▶ _EXCERPT_:
****************

In both video’s they rallied around the critical need to respond, they believed in the need, the message and who delivered it.
- How did the leader drive innovation?
He was calm in each scenario, listened with intention to the feedback and led with conviction.
• How do you engage a team in innovating when they have anxiety around change?
The program I currently direct employ’s field staff who have worked through their own adversities that in some cases lend to apprehension around change. Without realizing it until this reading Creative People Must be Stopped: Why Everyone Wants Innovation but No one Wants to Change, our program is following the six basic perspectives of innovation.
1. Individual, the program provides supervision; clinical, individual and group in supporting and cultivating a culture of inclusive ideas and input as we have built and expanded program services.
2. Group, the program has expanded twice and each time we have had focus groups (forms, new services, development/implementation, new engagement tactics) including staff on all levels. We have created a culture of idea sharing from all program staff and taken that insight to critically think through application within the build and expansions.
3. Organization, Granite Pathways is smaller company that affirms idea sharing and a sense of support for each program as changes arise.
4. Industry, program staff are working from their own experiences in supporting families involved with child protection services. Peer support is a newer concept within child protection, the program is voluntary, trust based and not systems mandated. Families are engaging in the services and in turn promoting the need for this type of workforce in social services.
5. Society, all staff members are given the tools and scripts to promote and speak to the program components. All staff are encouraged to be in the community talking about not only what the program offers, but how peer support impacts families. This has empowered the field and lent to the positive public personification of the program.

****************

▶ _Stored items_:
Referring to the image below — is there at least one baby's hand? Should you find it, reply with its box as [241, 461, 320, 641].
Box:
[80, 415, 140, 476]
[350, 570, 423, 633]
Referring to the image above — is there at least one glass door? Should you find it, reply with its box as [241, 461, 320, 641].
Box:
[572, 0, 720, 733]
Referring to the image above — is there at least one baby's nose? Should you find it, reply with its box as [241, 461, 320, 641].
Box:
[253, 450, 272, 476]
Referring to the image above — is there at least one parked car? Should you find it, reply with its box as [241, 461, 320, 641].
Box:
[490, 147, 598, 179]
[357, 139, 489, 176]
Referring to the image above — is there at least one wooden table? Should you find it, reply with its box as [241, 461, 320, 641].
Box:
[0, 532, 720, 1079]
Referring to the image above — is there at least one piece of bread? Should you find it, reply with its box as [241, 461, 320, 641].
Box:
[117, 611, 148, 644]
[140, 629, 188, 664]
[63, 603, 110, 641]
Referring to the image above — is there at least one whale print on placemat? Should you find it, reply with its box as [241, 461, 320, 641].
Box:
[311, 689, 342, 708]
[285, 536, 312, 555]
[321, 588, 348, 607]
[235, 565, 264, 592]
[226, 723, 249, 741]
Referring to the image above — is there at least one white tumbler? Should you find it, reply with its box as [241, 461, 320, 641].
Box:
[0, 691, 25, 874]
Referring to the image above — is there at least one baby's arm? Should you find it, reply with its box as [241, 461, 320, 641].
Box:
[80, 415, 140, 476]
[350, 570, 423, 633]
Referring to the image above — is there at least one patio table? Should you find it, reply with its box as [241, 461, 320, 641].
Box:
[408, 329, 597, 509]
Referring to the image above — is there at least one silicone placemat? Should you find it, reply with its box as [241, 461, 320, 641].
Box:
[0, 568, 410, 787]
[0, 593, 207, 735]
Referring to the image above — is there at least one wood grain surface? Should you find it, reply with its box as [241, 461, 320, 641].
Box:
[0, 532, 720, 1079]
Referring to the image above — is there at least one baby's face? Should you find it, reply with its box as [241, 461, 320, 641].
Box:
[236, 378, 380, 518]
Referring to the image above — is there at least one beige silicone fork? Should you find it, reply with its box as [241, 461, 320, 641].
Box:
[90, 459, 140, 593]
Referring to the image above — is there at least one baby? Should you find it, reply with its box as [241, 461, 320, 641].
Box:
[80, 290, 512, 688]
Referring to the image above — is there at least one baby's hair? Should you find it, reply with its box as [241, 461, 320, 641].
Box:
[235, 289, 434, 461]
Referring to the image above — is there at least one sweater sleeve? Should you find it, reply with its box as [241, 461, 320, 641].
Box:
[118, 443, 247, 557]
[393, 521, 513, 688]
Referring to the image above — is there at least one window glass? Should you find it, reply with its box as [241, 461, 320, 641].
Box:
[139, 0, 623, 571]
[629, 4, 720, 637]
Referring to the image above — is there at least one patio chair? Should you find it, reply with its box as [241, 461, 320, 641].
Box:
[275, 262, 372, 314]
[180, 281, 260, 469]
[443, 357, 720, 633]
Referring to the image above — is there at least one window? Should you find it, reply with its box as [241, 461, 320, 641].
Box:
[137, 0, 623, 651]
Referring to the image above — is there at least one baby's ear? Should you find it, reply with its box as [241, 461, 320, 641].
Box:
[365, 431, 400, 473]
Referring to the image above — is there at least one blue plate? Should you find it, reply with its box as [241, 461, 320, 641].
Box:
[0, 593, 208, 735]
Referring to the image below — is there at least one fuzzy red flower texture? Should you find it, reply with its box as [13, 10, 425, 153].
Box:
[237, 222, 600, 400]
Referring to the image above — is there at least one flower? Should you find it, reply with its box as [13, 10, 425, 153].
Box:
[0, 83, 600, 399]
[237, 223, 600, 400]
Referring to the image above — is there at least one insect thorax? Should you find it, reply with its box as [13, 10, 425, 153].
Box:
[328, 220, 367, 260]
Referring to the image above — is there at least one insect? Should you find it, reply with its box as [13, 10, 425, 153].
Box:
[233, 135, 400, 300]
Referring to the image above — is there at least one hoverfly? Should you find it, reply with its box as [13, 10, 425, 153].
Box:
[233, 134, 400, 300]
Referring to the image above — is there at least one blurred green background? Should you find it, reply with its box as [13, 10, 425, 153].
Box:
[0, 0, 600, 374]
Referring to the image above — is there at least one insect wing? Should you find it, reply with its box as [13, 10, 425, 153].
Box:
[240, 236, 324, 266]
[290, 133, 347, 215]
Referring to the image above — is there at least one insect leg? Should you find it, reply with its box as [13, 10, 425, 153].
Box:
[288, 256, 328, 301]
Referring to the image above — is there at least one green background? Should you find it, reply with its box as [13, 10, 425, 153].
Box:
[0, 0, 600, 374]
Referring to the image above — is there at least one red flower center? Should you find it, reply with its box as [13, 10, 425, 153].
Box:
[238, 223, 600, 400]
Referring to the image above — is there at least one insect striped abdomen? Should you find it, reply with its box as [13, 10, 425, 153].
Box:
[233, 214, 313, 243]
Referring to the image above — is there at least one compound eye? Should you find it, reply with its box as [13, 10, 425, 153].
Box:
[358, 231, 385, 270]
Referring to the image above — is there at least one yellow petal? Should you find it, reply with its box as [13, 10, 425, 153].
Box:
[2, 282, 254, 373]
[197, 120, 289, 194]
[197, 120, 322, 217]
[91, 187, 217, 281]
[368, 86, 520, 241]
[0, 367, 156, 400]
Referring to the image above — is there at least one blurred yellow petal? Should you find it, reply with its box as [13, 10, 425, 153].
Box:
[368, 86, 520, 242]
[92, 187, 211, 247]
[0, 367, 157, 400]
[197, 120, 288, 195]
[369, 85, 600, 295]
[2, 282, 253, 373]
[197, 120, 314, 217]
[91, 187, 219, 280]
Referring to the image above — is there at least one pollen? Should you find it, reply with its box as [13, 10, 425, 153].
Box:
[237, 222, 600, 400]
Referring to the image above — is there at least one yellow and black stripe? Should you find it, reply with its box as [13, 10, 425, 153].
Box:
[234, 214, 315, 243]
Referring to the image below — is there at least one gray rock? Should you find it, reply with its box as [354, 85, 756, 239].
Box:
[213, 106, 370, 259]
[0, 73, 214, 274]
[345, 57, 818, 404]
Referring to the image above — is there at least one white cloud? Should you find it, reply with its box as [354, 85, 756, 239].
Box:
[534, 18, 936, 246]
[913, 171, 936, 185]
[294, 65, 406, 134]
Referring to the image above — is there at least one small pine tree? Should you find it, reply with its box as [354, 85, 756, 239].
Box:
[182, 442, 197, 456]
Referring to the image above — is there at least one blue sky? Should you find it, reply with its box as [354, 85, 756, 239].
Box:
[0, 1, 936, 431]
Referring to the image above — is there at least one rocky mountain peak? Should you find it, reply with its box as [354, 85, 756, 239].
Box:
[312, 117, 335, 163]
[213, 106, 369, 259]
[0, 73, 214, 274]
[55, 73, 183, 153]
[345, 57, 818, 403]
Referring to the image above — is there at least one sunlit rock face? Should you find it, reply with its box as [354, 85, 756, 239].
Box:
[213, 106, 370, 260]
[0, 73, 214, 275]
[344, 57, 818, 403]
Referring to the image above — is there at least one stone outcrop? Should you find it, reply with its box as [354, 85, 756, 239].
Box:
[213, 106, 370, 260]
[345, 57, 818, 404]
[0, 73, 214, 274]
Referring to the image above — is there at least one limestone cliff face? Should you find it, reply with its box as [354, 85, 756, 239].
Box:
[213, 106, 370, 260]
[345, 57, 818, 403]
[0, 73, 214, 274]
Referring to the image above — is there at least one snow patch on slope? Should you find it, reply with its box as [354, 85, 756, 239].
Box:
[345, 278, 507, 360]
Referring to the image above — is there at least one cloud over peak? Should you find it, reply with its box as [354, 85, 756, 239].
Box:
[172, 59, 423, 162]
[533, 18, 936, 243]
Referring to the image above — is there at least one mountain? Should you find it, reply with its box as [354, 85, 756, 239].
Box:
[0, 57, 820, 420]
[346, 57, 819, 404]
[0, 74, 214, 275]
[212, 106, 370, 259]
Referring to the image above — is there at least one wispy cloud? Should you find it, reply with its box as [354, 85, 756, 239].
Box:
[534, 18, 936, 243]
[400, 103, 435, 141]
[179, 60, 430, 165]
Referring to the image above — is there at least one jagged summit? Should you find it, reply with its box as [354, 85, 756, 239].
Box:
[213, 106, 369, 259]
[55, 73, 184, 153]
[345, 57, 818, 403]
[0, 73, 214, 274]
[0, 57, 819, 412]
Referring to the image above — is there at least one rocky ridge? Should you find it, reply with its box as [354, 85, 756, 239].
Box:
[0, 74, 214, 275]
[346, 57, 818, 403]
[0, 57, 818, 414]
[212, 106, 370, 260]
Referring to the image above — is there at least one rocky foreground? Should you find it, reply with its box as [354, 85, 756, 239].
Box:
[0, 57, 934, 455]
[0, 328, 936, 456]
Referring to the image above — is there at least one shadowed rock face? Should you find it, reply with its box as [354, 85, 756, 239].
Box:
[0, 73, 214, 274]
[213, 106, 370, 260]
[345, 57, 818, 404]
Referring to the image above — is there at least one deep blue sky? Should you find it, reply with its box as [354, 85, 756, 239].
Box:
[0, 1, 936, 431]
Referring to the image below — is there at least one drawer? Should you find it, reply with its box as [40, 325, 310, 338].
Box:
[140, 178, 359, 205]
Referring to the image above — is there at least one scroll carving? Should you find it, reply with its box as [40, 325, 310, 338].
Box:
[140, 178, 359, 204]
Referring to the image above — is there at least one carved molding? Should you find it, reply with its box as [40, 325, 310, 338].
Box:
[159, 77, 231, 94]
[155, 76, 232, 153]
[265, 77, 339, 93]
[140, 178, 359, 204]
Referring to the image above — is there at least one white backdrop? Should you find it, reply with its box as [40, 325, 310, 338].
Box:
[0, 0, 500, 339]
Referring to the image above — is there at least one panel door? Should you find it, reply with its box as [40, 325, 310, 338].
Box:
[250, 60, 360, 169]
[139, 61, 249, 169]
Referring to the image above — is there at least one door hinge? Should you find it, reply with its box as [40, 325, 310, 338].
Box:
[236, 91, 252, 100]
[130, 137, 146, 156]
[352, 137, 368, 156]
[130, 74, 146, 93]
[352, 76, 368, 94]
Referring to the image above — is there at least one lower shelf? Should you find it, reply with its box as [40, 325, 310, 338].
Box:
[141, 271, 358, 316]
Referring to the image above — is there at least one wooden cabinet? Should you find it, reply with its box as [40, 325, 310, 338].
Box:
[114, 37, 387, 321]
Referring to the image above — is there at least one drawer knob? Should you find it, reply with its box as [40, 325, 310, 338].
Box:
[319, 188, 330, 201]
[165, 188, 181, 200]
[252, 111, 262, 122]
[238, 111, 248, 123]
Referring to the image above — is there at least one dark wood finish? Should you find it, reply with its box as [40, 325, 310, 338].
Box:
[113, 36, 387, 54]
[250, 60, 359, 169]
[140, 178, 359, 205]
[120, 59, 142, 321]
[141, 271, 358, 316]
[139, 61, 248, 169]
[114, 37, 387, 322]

****************

▶ _WHAT IS NEEDED_: Pick up the reflection on innovation in the peer support program after its last sentence and carry it forward. None of these records matter here.

▶ _YOUR RESPONSE_:
6. Technology, this perspective is more recent for the program and prior to 2021 technology was a constraint on program. The program has adapted Fedcap Cares as its electronic record management system and have begun implementation for case management and reporting. Again, using work groups to work with FCC development and then groups to test the software has helped to decrease the anxiety and apprehension with technology and seen by staff as an added benefit to their work.
Including staff at all levels of development and growth has not totally removed the anxiety around change, however it has mitigated some of the foreseen risks such as turnover and performance issues. This reading was fascinating and something I will continue to apply and bring to the teams of Granite Pathways.
• What is the relationship between innovation and steady state? Should innovation be embedded in steady state?
In reading and researching “steady state” my understanding is a system or process that does not change broadly over time, it maintains a state of relative balance. I interpret this as setting a foundation on which process is built and operated. I see innovation, the process of introducing new ideas, as the evolution within steady state and one needs the other for stability and growth.
D.
- Where did you see innovation?
In the first video, Failure is not an Option, innovation is letting John speak, listening to his idea and letting him run with it on a moments review. Then to seek input from those who are on the ground level building the material to innovate power extraction.
In the second video, Square Peg in a Round Square, the team quickly gathers supplies found on the spaceship to build a filter that would otherwise not fit.
- What innovations intrigued you the most?
The first video, how many times do we not listen to those around us, especially in crisis. We do not take the time to listen and, in those moments, lose insight that could lend to innovation.
- What was the team’s response to the need to innovate?
In both video’s they rallied around the critical need to respond, they believed in the need, the message and who delivered it.
- How did the leader drive innovation?
He was calm in each scenario, listened with intention to the feedback and led with conviction.